AUFGABE » Ordne die Zeilen ab der Zeile mit „Keypoint placement: for each instance of the store sign, imagine“ bis einschließlich der Zeile mit „[(52, 268), (53, 299), (438, 294), (12, 294)]“ als Markdown-Tabelle mit den Spalten „Nr“ und „Zeile“ an. Leerzeilen bleiben weg.

ÜBUNGSMATERIAL »
- - -

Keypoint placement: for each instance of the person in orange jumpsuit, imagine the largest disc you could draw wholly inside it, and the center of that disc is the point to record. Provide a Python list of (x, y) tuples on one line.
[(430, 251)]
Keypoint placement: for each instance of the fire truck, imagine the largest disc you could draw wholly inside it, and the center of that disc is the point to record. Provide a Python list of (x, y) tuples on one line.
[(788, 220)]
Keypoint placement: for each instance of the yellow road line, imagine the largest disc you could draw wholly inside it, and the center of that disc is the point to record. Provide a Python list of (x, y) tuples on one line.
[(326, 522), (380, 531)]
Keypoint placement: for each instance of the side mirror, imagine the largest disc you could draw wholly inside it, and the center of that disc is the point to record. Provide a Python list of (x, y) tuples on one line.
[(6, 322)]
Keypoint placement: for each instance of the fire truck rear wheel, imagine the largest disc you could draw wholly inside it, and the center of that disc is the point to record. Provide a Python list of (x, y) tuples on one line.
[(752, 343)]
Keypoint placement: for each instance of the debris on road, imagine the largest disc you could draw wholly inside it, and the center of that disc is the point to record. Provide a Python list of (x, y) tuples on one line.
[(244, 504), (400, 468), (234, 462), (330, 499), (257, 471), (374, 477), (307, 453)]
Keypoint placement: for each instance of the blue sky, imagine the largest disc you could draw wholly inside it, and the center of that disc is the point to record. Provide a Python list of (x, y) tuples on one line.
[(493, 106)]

- - -

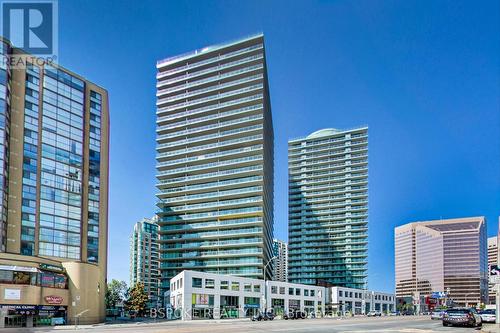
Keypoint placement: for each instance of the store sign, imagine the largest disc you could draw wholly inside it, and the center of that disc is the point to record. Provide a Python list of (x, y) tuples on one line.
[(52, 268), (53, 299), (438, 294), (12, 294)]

- - -

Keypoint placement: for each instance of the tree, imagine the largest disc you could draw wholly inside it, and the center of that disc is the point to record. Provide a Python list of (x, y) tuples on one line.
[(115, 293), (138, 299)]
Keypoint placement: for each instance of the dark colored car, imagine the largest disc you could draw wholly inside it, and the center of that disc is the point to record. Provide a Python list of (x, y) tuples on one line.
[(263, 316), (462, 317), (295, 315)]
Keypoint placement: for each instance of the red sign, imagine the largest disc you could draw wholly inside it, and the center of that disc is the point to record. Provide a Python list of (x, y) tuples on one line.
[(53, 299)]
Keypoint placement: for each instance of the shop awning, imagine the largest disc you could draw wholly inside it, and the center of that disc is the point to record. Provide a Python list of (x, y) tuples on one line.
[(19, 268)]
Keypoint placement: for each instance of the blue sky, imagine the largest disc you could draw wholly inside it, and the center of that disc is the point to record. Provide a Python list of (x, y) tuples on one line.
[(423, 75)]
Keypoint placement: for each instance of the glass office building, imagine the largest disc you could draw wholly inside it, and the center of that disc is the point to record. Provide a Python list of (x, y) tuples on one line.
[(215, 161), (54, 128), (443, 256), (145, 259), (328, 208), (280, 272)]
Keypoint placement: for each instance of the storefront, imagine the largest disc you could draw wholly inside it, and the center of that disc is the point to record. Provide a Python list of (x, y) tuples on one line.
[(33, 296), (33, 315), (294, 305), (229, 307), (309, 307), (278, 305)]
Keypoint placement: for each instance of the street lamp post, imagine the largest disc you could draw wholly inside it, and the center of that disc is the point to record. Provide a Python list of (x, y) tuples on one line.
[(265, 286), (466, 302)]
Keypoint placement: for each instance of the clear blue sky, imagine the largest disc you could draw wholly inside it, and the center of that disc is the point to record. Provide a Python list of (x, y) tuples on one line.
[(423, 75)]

- - -

ERGEBNIS »
| Nr | Zeile |
|---|---|
| 1 | Keypoint placement: for each instance of the store sign, imagine the largest disc you could draw wholly inside it, and the center of that disc is the point to record. Provide a Python list of (x, y) tuples on one line. |
| 2 | [(52, 268), (53, 299), (438, 294), (12, 294)] |